> [What this task involves]:
Restate the records underneath, keeping each one exactly the same.

Records contained in a dataset:
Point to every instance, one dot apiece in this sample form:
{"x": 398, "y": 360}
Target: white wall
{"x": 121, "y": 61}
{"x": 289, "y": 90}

> [Written answer]:
Point to every instance, one dot apiece in this sample form:
{"x": 398, "y": 360}
Target: white wall
{"x": 121, "y": 61}
{"x": 289, "y": 90}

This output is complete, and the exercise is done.